Could you print out every entry, character for character?

(Referring expression data)
<<<<
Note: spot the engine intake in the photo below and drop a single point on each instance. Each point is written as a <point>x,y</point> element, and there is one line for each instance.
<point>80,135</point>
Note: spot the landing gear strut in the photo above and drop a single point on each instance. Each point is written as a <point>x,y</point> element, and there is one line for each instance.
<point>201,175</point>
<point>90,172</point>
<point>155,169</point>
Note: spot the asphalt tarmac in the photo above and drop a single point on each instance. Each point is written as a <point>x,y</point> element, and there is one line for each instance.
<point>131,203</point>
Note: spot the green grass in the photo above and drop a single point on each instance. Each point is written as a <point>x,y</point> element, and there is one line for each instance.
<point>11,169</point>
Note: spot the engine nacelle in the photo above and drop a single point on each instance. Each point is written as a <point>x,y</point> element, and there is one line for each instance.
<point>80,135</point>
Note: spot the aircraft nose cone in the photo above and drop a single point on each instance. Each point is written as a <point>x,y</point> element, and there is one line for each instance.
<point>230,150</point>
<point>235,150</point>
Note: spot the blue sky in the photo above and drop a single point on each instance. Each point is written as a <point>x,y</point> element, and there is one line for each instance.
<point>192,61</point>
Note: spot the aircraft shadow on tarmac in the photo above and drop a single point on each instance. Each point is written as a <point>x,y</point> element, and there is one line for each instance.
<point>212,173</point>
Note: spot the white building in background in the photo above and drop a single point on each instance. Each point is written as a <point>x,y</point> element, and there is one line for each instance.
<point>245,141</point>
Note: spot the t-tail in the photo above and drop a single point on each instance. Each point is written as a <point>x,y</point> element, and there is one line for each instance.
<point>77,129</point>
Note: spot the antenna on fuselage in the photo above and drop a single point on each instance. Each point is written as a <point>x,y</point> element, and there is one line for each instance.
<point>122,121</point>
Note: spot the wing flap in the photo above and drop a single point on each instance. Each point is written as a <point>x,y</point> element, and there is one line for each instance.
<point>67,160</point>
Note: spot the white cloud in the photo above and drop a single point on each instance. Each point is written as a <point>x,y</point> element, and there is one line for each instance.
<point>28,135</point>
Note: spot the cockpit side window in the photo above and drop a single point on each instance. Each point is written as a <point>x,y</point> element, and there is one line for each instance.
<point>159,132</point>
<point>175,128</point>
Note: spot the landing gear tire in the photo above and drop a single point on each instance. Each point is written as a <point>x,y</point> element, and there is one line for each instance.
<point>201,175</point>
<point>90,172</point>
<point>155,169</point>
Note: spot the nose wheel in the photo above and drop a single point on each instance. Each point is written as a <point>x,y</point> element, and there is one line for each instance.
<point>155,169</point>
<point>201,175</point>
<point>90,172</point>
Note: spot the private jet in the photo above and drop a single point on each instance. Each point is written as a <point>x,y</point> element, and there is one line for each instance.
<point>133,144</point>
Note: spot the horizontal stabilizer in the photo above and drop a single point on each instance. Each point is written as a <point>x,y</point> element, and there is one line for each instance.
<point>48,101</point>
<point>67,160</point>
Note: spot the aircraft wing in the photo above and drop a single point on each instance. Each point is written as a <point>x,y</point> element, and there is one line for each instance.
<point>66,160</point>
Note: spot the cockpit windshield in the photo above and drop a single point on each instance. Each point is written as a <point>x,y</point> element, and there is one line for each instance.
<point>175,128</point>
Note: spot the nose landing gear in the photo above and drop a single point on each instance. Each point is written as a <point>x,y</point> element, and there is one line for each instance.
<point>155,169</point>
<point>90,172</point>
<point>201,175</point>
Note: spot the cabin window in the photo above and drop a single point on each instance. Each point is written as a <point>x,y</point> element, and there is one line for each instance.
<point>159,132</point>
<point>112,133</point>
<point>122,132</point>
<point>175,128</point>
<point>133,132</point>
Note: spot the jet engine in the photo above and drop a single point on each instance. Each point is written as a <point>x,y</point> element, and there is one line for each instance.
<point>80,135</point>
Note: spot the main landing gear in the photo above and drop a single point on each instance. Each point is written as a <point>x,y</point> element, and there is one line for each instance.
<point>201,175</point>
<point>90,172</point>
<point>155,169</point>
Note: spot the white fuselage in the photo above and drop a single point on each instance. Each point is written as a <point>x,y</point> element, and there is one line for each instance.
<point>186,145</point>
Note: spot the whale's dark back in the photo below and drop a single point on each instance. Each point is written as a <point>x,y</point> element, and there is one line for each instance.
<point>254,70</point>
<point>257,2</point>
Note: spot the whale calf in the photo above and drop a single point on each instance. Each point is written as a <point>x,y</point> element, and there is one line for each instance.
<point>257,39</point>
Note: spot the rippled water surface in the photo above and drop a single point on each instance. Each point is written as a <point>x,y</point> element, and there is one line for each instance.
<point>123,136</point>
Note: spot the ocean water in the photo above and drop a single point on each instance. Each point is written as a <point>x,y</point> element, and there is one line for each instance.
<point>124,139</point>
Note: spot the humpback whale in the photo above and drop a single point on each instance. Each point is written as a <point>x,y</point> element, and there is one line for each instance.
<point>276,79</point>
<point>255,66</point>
>>>>
(Answer)
Note: spot the engine intake in the photo below and drop a single point on each instance. Each point is written as a <point>x,y</point> element, and there is one line for each instance.
<point>80,135</point>
Note: spot the landing gear strut in the photo above and drop a single point on each instance. Each point is written as a <point>x,y</point> element, and there is one line for each instance.
<point>201,175</point>
<point>90,172</point>
<point>155,169</point>
Note: spot the asphalt tarmac in the photo above and drop a single point on each instance. Each point is written as a <point>x,y</point> element, and there is one line for each instance.
<point>131,203</point>
Note: spot the green grass in the photo above and drop a single point on each instance. Each point is written as a <point>x,y</point> element, and there is one line for each instance.
<point>11,169</point>
Note: spot the engine nacelle in the photo above and drop a single point on each instance. Each point is written as a <point>x,y</point> element, and there is one line for each instance.
<point>80,135</point>
Note: spot the aircraft nose cone in the photo above and drop a single point on each instance. Each point is written as a <point>x,y</point> element, and there is one line for each instance.
<point>230,150</point>
<point>235,150</point>
Note: spot the blue sky in the photo above and drop a single point on each instance. Each point is written as a <point>x,y</point> element, and there is one line for each instance.
<point>192,61</point>
Note: spot the aircraft shadow on tarmac in the photo above and drop a single point on each instance. Each point is written as a <point>x,y</point> element, and there is one line for each instance.
<point>212,173</point>
Note: spot the white building in background in the photo above and drop a single point on each instance. Each point is written as a <point>x,y</point> element, and there is one line for each instance.
<point>245,141</point>
Note: spot the t-tail in the photo above and drop a single point on each instance. Each point is written as a <point>x,y</point> element, and there is one line for each instance.
<point>77,129</point>
Note: spot the antenna on fuselage in the photo above and drop a single point on each instance. Each point is written as a <point>x,y</point> element, and there is one line for each instance.
<point>122,121</point>
Note: spot the wing flap in the photo above and drop a single point on each instance. Each point is written as a <point>x,y</point> element, and there is one line for each instance.
<point>67,160</point>
Note: spot the white cloud in the photo above and drop a single point on each instance. Each point is written as a <point>x,y</point> element, and there is one line for each instance.
<point>28,135</point>
Note: spot the cockpit side window in the photo above and drop a single point on each instance. Each point is written as a <point>x,y</point> element, and there is one line for each instance.
<point>159,132</point>
<point>175,128</point>
Note: spot the landing gear tire in the photo above and drop a single point on each instance. Each point is written as a <point>x,y</point> element, and there is one line for each instance.
<point>201,175</point>
<point>90,172</point>
<point>155,169</point>
Note: spot the nose wheel in the photo above and drop a single point on each instance. Each point is written as a <point>x,y</point> element, and there is one line for each instance.
<point>155,169</point>
<point>201,175</point>
<point>90,172</point>
Note: spot the private jet in the photo above and drop a single point on each instance. Each point is written as a <point>x,y</point> element, and there is one line for each instance.
<point>133,144</point>
Note: spot the horizontal stabilizer in the photo above and drop a single point on each instance. Each point is written as a <point>x,y</point> element, and there is one line for each instance.
<point>48,101</point>
<point>67,160</point>
Note: spot the aircraft wing in the photo above and drop a single point on each instance. Each point is written as a <point>x,y</point> element, and there is one line for each instance.
<point>66,160</point>
Note: spot the cockpit windshield in the photo above and drop a single point on each instance. Each point is written as a <point>x,y</point> element, and there is one line for each instance.
<point>175,128</point>
Note: spot the nose landing gear in the photo above and drop a single point on each instance. Each point is written as a <point>x,y</point> element, and there is one line for each instance.
<point>155,169</point>
<point>90,172</point>
<point>201,175</point>
Note: spot the cabin window in the photo above and drop a single point on each instance. Each point is written as a <point>x,y</point> element, and there is one line for each instance.
<point>159,132</point>
<point>112,133</point>
<point>122,132</point>
<point>175,128</point>
<point>133,132</point>
Note: spot the jet engine in the photo above and drop a single point on each instance. Each point is written as a <point>x,y</point> element, and there is one line for each instance.
<point>80,135</point>
Note: spot the main landing gear in the photo above and drop a single point on each instance. Each point is written as a <point>x,y</point> element, and there is one line for each instance.
<point>201,175</point>
<point>90,172</point>
<point>155,169</point>
Note: spot the white fuselage in the photo above and drop a single point on each instance. Each point is written as a <point>x,y</point> element, and there is one line for each instance.
<point>186,145</point>
Note: spot the whale's dark back in the photo below and drop a single point on each instance. Each point is written as a <point>x,y</point> element, and there is one line for each instance.
<point>254,70</point>
<point>257,2</point>
Note: spot the whale calf in the photo above and drop a single point on each instance. Each point is written as a <point>x,y</point> element, and there is one line for each instance.
<point>257,39</point>
Note: spot the rippled water surface in the photo above and drop a single point on each instance. Each point is written as a <point>x,y</point> element, and there is one line for each instance.
<point>123,136</point>
Note: spot the ocean water in the photo above and drop a single point on each instance. Each point is written as a <point>x,y</point> element, and there is one line for each instance.
<point>124,139</point>
Note: spot the humpback whale in the photo above and drop a single point on each instance. Each point is written as a <point>x,y</point> element, and there is one line for each instance.
<point>276,79</point>
<point>255,66</point>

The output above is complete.